Développement comparé
Introduction
Un des principaux objectifs de l’économie dès le début a été compréhension des différences économiques entre pays et régions du monde dans le long terme. Suffit de lire le titre du plus célèbre ouvrage d’Adam Smith: “Recherches sur la nature et les causes de la richesse des nations”. Dès nos jours, l’écart entre pays est assez large : la différence de PIB par tête entre le pays le plus développé (Hong-Kong, États-Unis) et le moins développé (Burundi) montre un ratio de 127:1. Même dans un seul continent, on voit différences assez larges : Trinité-et-Tobago a un PIB par tête 31 fois plus grand qu’Haïti; Macao 170 plus qu’Afghanistan; Monaco 51 fois plus qu’Ukraine.
Pour améliorer notre compréhension sur ce sujet, différents modèles illustrent certains aspects liés à la croissance économique et ses causes. Ainsi, on propose comme raisons de croissance économique les suivantes :
- Accumulation des facteurs de production :
- Capital physique (Solow, 1956 ; Ramsey-Cass-Koopmans, 1928,1965,1965)
- Capital humain (Lucas, 1988)
- Le progrès technologique :
- Croissance endogène (Romer, 1990 ; Agion-Howitt, 1992)

**LIGNES DE DONNÉES**
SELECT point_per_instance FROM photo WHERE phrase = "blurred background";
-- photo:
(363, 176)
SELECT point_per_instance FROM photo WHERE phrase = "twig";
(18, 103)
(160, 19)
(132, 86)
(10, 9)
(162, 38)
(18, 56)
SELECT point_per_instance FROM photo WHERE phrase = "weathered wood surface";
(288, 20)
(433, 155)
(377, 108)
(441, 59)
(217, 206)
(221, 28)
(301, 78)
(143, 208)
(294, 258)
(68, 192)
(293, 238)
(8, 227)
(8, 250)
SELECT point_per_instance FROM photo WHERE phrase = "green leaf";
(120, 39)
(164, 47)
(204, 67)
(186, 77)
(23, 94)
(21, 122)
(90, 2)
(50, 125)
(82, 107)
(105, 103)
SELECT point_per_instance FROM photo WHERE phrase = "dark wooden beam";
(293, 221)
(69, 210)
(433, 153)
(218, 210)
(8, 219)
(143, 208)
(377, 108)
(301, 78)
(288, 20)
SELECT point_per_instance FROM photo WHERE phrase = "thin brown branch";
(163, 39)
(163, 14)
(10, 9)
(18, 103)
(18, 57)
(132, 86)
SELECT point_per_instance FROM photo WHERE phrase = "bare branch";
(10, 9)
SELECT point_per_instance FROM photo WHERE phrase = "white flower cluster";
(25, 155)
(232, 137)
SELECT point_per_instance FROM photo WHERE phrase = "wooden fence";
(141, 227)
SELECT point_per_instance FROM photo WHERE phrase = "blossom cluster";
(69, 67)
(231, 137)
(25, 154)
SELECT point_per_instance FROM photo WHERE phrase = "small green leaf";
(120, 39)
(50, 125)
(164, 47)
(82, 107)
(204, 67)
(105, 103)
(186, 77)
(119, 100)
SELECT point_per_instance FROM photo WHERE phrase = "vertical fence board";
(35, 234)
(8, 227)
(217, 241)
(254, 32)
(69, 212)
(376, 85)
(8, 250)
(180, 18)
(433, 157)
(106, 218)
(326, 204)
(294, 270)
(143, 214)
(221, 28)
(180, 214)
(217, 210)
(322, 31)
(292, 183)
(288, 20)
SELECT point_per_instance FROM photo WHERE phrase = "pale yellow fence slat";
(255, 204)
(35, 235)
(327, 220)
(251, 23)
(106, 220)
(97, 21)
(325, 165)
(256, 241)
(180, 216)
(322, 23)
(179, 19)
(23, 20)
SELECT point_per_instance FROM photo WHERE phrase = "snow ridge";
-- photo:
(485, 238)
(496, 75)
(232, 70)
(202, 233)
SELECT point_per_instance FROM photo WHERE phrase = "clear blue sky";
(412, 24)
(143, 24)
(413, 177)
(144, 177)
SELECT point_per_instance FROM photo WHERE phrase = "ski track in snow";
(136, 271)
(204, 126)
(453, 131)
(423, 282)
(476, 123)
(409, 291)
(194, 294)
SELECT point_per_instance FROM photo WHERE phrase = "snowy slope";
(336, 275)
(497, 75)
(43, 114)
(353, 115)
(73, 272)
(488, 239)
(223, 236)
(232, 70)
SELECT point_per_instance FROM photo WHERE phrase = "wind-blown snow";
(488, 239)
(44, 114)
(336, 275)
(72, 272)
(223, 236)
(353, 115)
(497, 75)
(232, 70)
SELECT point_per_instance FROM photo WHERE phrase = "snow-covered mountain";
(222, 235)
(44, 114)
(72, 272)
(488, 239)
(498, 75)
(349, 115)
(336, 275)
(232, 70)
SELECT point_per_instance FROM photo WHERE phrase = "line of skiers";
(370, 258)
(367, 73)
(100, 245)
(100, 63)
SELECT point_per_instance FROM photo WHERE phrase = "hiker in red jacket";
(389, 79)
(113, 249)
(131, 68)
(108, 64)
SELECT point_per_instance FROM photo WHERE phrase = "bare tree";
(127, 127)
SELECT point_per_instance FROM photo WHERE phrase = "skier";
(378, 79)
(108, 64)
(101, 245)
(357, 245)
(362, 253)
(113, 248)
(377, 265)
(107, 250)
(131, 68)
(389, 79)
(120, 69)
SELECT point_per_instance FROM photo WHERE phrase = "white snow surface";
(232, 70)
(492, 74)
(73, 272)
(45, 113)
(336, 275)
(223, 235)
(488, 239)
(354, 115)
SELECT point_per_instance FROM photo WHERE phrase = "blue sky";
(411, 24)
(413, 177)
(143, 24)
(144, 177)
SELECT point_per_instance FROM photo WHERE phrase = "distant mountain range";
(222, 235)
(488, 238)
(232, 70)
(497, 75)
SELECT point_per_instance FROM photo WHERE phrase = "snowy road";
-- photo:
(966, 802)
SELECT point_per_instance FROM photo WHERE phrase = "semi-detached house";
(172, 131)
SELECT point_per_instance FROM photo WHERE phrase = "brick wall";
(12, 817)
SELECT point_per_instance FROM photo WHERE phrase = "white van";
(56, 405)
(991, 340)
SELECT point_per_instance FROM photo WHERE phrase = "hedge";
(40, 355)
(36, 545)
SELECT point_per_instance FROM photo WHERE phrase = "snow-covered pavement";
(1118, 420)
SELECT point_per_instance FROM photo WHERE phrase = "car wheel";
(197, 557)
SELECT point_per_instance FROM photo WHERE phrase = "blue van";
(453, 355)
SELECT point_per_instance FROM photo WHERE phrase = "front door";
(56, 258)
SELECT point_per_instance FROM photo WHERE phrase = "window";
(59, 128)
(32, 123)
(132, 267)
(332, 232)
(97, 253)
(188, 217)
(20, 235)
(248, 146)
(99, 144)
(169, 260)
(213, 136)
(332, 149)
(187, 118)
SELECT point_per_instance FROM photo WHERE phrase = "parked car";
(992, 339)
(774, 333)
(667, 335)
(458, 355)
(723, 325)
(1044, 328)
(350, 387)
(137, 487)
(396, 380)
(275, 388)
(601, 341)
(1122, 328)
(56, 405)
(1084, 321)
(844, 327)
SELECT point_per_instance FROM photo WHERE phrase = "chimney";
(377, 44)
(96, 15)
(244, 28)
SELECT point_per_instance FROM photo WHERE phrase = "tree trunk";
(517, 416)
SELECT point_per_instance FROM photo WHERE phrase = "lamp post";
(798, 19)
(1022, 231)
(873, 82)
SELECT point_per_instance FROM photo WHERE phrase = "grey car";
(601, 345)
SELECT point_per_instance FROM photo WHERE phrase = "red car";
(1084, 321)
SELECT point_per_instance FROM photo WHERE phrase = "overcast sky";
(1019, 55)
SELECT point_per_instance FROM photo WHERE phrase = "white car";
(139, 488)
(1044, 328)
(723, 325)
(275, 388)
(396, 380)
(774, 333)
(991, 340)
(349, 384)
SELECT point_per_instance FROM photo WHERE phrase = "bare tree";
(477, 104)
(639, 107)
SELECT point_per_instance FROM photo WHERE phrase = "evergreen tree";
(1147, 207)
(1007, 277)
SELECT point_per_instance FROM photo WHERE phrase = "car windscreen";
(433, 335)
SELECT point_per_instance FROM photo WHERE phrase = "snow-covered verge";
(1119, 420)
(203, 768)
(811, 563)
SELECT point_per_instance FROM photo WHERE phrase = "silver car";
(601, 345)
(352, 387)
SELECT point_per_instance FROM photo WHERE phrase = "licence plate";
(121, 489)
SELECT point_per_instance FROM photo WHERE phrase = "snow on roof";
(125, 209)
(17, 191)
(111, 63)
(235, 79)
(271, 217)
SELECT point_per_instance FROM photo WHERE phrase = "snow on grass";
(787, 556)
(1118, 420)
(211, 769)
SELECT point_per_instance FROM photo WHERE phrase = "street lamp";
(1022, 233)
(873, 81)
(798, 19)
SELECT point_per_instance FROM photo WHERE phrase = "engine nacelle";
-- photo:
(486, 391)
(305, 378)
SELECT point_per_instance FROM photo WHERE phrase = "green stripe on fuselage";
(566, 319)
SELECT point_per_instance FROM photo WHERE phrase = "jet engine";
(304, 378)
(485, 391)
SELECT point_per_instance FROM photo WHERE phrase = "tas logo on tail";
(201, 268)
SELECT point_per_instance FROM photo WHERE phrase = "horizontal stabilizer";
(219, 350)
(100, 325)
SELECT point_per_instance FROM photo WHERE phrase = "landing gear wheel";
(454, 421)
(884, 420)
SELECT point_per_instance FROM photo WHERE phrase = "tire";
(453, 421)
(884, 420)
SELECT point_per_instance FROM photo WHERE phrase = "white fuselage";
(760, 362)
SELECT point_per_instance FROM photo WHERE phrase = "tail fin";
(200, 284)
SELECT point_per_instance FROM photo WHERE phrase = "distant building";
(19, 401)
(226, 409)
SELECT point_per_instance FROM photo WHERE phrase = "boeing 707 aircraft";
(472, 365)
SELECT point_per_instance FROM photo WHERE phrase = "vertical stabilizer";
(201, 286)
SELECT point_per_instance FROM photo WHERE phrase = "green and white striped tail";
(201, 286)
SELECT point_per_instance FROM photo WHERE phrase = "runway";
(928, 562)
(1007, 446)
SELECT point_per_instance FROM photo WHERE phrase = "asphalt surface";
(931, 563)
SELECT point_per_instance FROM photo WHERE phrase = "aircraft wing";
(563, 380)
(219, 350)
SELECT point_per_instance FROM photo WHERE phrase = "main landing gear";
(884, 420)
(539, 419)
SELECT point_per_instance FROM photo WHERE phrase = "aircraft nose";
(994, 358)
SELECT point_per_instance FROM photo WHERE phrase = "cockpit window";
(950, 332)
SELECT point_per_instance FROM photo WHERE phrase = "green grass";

**CONSIGNE 1**
D'après le passage sur le développement comparé, quel est le titre de l'ouvrage le plus célèbre d'Adam Smith ?
**CONSIGNE 2**
Prolongez le passage sur le développement comparé en reprenant juste après sa dernière ligne.
Le matériel ne joue ici aucun rôle.

**RÉPONSE RÉDIGÉE 1**
« Recherches sur la nature et les causes de la richesse des nations ».

**RÉPONSE RÉDIGÉE 2**
Les théories précédentes se basent sur deux hypothèses classiques en économie :
- Rendements décroissants en l’accumulation de capital physique et humain,
- Une réduction de l’effet du progrès technologique sur la productivité.
Pour tant, ces théories prédissent une réduction des inégalités, c’est-à-dire, de la convergence vers un même niveau de revenu par tête. Par contre, ceci n’est pas observé dans les données, plutôt au contraire. La Figure suivante indique que les pays les plus pauvres n’ont pas crû plus rapidement que les pays les plus développés. Si c’était le cas, on verrait les pays les plus pauvres vers 1980 groupés au-dessus de la ligne de 45 dégrée. Par contre, on constate qu’ils sont plutôt en dessous.
Théories néoclassiques et croissance
Les théories néoclassiques (se focalisant surtout sur l’accumulation de capital et la croissance endogène) ont achevée du succès pour expliquer le processus de croissance économique pendant la période moderne. Ainsi, en partant des hypothèses de base, elles montrent comment le capital (physique et humain) s’accumule et cela contribue à générer une croissance économique.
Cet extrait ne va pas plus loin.